It took six generations and specifically asking for the stutters to be locked to 16th, 8th, or quarter notes for me to get what I was looking for. And despite asking to increase the ring mod level in each generation, it still feels a touch too subtle. That said, I do quite like the end result. It’s delightfully chaotic and just dirty-sounding enough.
There are also some quirks worth calling out. Endless can only load one effect at a time. Loading new ones is simple enough — you just connect it via USB to your computer, it shows up as an external drive, and you drag files over. But, even though the pedal automatically reboots after you load a new effect, most don’t seem to work properly until you manually power cycle it by unplugging it. Similarly, you might need to manually eject Endless and then reconnect it to your computer before loading a new effect. This dramatically slows down the process of iterating and testing.
Obviously, the sounds I’m trying to craft are complex — there are a lot of variables. But that’s kind of the point. There are a million and one digital delay and fuzz pedals out there that will do those things better than the Endless ever could. If you just want standard-issue effects, you’d be much better off building a small collection of even cheap dedicated pedals than relying on AI. The sole reason to get Endless is to try and create the effect of your dreams that doesn’t exist yet.

It’s important to keep your expectations in check, though. The effects Polyend’s Playground whips up based on your prompting are never going to compete with the careful programming of professional audio developers, or even dedicated hobbyists. What Endless is best for is quickly experimenting with ideas that you might develop further, either by programming it directly in C++ for the Endless, or on another platform like Max MSP or Pure Data. It’s just a shame Polyend won’t expose the raw code of effects created in Playground for further tweaking.

==================================================

Answer these questions from the Endless pedal text:
1. How many generations did it take to get the wanted effect?
2. How many effects can Endless load at a time?
3. What options does the text give for developing ideas further?

Data items
==================================================

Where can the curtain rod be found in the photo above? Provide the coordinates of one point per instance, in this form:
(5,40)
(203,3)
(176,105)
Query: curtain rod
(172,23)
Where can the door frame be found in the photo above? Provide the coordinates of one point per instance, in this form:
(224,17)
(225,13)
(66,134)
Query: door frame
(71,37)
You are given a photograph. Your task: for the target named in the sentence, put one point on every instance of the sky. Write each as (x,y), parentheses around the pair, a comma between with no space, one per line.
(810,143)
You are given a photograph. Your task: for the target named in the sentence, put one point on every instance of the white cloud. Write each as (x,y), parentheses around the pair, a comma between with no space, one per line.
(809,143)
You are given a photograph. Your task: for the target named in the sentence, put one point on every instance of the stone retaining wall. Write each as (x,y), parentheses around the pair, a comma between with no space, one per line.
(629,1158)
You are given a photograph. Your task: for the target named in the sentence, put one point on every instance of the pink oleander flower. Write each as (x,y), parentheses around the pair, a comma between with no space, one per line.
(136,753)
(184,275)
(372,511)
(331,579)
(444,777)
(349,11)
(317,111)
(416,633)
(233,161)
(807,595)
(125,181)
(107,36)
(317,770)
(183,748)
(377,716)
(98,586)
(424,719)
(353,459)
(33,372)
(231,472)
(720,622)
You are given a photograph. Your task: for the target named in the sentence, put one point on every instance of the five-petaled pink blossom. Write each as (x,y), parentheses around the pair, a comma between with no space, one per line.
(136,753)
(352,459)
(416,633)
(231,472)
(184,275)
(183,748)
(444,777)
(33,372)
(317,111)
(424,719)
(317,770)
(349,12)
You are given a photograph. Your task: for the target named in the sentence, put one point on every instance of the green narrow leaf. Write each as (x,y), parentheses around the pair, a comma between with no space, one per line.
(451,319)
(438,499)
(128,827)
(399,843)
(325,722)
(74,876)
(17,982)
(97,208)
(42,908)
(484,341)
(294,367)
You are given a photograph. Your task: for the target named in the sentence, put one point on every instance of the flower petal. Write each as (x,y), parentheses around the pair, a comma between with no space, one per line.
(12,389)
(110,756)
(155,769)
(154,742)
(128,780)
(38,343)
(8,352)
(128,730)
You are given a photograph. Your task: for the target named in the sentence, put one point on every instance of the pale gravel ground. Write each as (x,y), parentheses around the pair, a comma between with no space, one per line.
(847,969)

==================================================

▸ **Written solution**:
1. Six generations.
2. One effect at a time.
3. Programming the effect directly in C++ for the Endless, or on another platform like Max MSP or Pure Data.